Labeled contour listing
────
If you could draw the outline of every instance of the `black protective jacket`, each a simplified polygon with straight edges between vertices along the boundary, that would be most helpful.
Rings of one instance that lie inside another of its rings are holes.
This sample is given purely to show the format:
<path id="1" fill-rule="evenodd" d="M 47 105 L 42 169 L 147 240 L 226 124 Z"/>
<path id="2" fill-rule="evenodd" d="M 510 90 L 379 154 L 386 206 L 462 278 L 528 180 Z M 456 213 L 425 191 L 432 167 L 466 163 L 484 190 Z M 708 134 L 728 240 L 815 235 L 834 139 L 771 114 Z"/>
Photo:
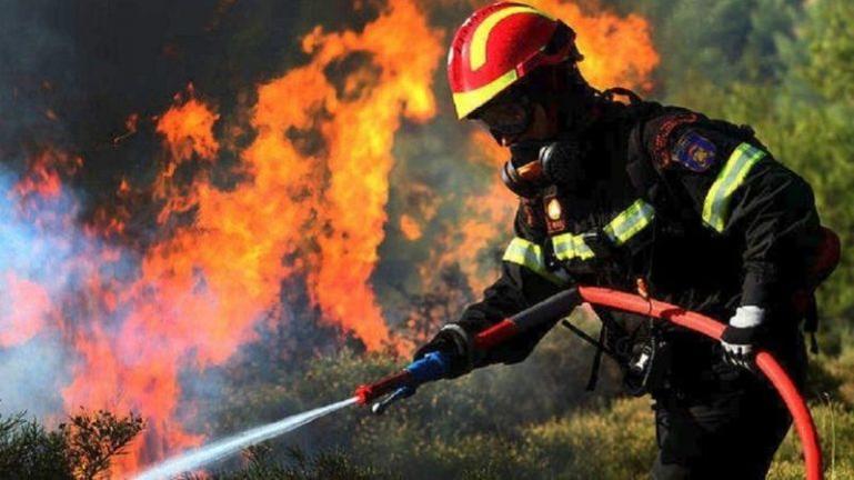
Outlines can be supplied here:
<path id="1" fill-rule="evenodd" d="M 501 278 L 454 323 L 473 334 L 572 284 L 633 291 L 641 277 L 653 297 L 723 322 L 739 306 L 764 308 L 770 348 L 798 357 L 791 298 L 820 239 L 810 186 L 750 128 L 681 108 L 609 102 L 583 139 L 582 184 L 521 200 Z M 473 367 L 523 360 L 551 327 Z M 691 390 L 720 347 L 680 329 L 669 334 L 672 374 Z"/>

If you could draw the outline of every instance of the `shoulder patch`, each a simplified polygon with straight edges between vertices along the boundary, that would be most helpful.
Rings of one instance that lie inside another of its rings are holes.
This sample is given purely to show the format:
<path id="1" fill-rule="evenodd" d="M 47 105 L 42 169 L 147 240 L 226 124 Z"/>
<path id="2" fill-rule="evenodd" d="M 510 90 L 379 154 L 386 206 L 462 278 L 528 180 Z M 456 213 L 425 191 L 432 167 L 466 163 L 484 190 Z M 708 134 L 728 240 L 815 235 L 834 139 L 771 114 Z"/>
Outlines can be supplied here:
<path id="1" fill-rule="evenodd" d="M 682 134 L 673 144 L 671 161 L 694 171 L 704 172 L 715 161 L 716 148 L 714 143 L 700 133 L 689 131 Z"/>

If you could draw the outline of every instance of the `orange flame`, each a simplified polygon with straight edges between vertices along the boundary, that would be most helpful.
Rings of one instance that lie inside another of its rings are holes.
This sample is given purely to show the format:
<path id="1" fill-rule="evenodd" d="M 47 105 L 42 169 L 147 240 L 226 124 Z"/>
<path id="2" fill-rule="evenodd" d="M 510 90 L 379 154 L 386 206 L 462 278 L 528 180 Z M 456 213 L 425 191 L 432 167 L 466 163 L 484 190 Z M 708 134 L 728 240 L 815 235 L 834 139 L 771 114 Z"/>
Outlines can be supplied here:
<path id="1" fill-rule="evenodd" d="M 220 364 L 253 340 L 284 278 L 304 277 L 324 317 L 368 348 L 392 341 L 370 277 L 384 238 L 394 132 L 401 117 L 423 121 L 435 112 L 439 36 L 411 2 L 393 0 L 363 31 L 317 28 L 303 49 L 308 64 L 259 87 L 255 137 L 240 153 L 247 180 L 233 189 L 213 186 L 204 168 L 189 186 L 174 174 L 218 156 L 209 106 L 191 91 L 158 121 L 168 152 L 154 184 L 165 200 L 159 221 L 191 209 L 194 220 L 145 253 L 134 284 L 92 283 L 103 290 L 92 296 L 111 292 L 130 313 L 117 334 L 92 327 L 76 336 L 82 359 L 63 391 L 69 408 L 108 404 L 148 419 L 144 442 L 118 471 L 201 440 L 174 418 L 179 369 Z M 341 79 L 324 73 L 353 54 L 368 61 Z"/>
<path id="2" fill-rule="evenodd" d="M 3 298 L 11 300 L 0 314 L 0 348 L 6 348 L 23 343 L 38 333 L 53 307 L 44 288 L 12 272 L 6 272 L 1 284 Z"/>

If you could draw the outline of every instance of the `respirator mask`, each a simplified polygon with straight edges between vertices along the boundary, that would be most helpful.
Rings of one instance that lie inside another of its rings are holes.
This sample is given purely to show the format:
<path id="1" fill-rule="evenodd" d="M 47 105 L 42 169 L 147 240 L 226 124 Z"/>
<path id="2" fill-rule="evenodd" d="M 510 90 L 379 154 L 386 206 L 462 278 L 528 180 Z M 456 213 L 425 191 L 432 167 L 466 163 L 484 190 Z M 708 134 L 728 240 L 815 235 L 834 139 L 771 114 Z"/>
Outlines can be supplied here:
<path id="1" fill-rule="evenodd" d="M 513 144 L 510 152 L 510 160 L 501 169 L 501 180 L 520 197 L 536 197 L 549 186 L 574 193 L 587 180 L 585 156 L 575 141 L 522 141 Z"/>

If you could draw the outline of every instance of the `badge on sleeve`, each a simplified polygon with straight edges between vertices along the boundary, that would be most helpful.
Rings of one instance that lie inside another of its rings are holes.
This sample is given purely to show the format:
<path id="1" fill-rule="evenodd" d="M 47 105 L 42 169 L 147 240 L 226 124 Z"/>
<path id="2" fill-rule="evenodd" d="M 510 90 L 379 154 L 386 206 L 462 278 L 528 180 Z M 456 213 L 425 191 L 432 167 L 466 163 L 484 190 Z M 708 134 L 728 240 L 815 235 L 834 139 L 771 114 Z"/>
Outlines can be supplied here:
<path id="1" fill-rule="evenodd" d="M 715 146 L 693 131 L 685 132 L 673 146 L 673 161 L 695 172 L 709 170 L 715 162 Z"/>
────
Objective. Format every line of the listing above as a JSON list of strings, one string per line, leaving out blank lines and the pictures.

Result.
[
  "If you could draw the outline of every instance of the `black protective jacket`, each a simplified polygon with straight edges between vertices along the boundary, that would be most helpful.",
  "Rings of one instance that lie inside another of its rings are holes.",
  "This sample is given purely to show the format:",
  "<path id=\"1\" fill-rule=\"evenodd\" d=\"M 47 105 L 42 169 L 147 240 L 226 124 Z\"/>",
  "<path id=\"2\" fill-rule=\"evenodd\" d=\"M 510 90 L 379 154 L 386 206 L 462 278 L 528 180 Z M 456 213 L 425 191 L 432 167 L 466 163 L 484 190 Z M 708 134 L 728 240 L 815 235 L 834 139 L 771 114 Z\"/>",
  "Photo:",
  "Outlines can be supplied here:",
  "<path id=\"1\" fill-rule=\"evenodd\" d=\"M 501 278 L 454 323 L 473 334 L 572 284 L 633 291 L 641 277 L 653 297 L 723 322 L 739 306 L 764 308 L 770 348 L 798 357 L 791 298 L 820 239 L 810 186 L 750 128 L 681 108 L 609 102 L 583 139 L 582 184 L 521 200 Z M 473 367 L 523 360 L 551 327 Z M 691 390 L 720 347 L 680 329 L 669 334 L 672 374 Z\"/>",
  "If you could draw the outline of every instance of the `shoulder patch`, each a simplified polygon with straight edges between vertices along the boundary, that would be most helpful.",
  "Rings of one instance that lie inside another of its rings are holes.",
  "This sample is given purely to show the format:",
  "<path id=\"1\" fill-rule=\"evenodd\" d=\"M 47 105 L 42 169 L 147 240 L 226 124 Z\"/>",
  "<path id=\"2\" fill-rule=\"evenodd\" d=\"M 510 90 L 379 154 L 386 206 L 462 278 L 528 180 Z M 456 213 L 425 191 L 432 167 L 466 163 L 484 190 Z M 708 134 L 728 240 L 815 235 L 834 139 L 771 114 Z\"/>",
  "Outlines can be supplied here:",
  "<path id=\"1\" fill-rule=\"evenodd\" d=\"M 682 134 L 673 144 L 671 161 L 694 171 L 704 172 L 715 161 L 716 148 L 714 143 L 700 133 L 689 131 Z\"/>",
  "If you could draw the outline of every instance of the `orange flame`, each a simplified polygon with straight edges between vertices along the boundary, that would be most helpful.",
  "Rings of one instance that lie inside another of its rings are holes.",
  "This sample is given purely to show the format:",
  "<path id=\"1\" fill-rule=\"evenodd\" d=\"M 47 105 L 42 169 L 147 240 L 226 124 Z\"/>",
  "<path id=\"2\" fill-rule=\"evenodd\" d=\"M 510 90 L 379 154 L 386 206 L 462 278 L 528 180 Z M 456 213 L 425 191 L 432 167 L 466 163 L 484 190 Z M 708 134 L 728 240 L 815 235 L 834 139 L 771 114 Z\"/>",
  "Outlines can be supplied here:",
  "<path id=\"1\" fill-rule=\"evenodd\" d=\"M 220 364 L 253 340 L 284 278 L 304 277 L 324 317 L 368 348 L 392 341 L 370 277 L 384 238 L 394 132 L 401 117 L 423 121 L 435 112 L 439 36 L 411 2 L 393 0 L 363 31 L 317 28 L 303 49 L 308 64 L 259 87 L 255 137 L 240 153 L 247 180 L 233 189 L 213 186 L 204 168 L 189 186 L 174 174 L 218 156 L 209 106 L 191 91 L 158 121 L 168 152 L 154 184 L 165 200 L 159 221 L 191 209 L 194 220 L 145 253 L 134 284 L 92 283 L 103 290 L 92 296 L 111 292 L 130 313 L 117 334 L 92 327 L 76 336 L 82 359 L 63 391 L 69 408 L 108 404 L 148 419 L 144 442 L 118 471 L 201 440 L 174 418 L 179 369 Z M 341 79 L 324 73 L 353 54 L 368 61 Z\"/>",
  "<path id=\"2\" fill-rule=\"evenodd\" d=\"M 3 298 L 11 300 L 0 314 L 0 348 L 6 348 L 23 343 L 38 333 L 53 307 L 44 288 L 12 272 L 6 272 L 1 284 Z\"/>",
  "If you could draw the outline of every instance of the `respirator mask`, each a simplified polygon with straight edges between vertices along the boundary, that would be most helpful.",
  "Rings of one instance that lie inside another of its rings are holes.",
  "This sample is given purely to show the format:",
  "<path id=\"1\" fill-rule=\"evenodd\" d=\"M 47 105 L 42 169 L 147 240 L 226 124 Z\"/>",
  "<path id=\"2\" fill-rule=\"evenodd\" d=\"M 510 90 L 379 154 L 386 206 L 462 278 L 528 180 Z M 456 213 L 425 191 L 432 167 L 466 163 L 484 190 Z M 708 134 L 728 240 L 815 235 L 834 139 L 771 114 Z\"/>",
  "Outlines can be supplied here:",
  "<path id=\"1\" fill-rule=\"evenodd\" d=\"M 513 144 L 510 152 L 510 160 L 501 169 L 501 180 L 520 197 L 536 197 L 549 186 L 574 193 L 587 180 L 585 156 L 575 141 L 522 141 Z\"/>",
  "If you could draw the outline of every instance of the `badge on sleeve`, each a simplified polygon with straight edges between vertices along the boundary, that would be most helpful.",
  "Rings of one instance that lie inside another of its rings are holes.",
  "This sample is given purely to show the format:",
  "<path id=\"1\" fill-rule=\"evenodd\" d=\"M 47 105 L 42 169 L 147 240 L 226 124 Z\"/>",
  "<path id=\"2\" fill-rule=\"evenodd\" d=\"M 510 90 L 379 154 L 386 206 L 462 278 L 528 180 Z M 456 213 L 425 191 L 432 167 L 466 163 L 484 190 Z M 708 134 L 728 240 L 815 235 L 834 139 L 771 114 Z\"/>",
  "Outlines can be supplied here:",
  "<path id=\"1\" fill-rule=\"evenodd\" d=\"M 715 146 L 693 131 L 685 132 L 673 146 L 673 161 L 695 172 L 709 170 L 715 162 Z\"/>"
]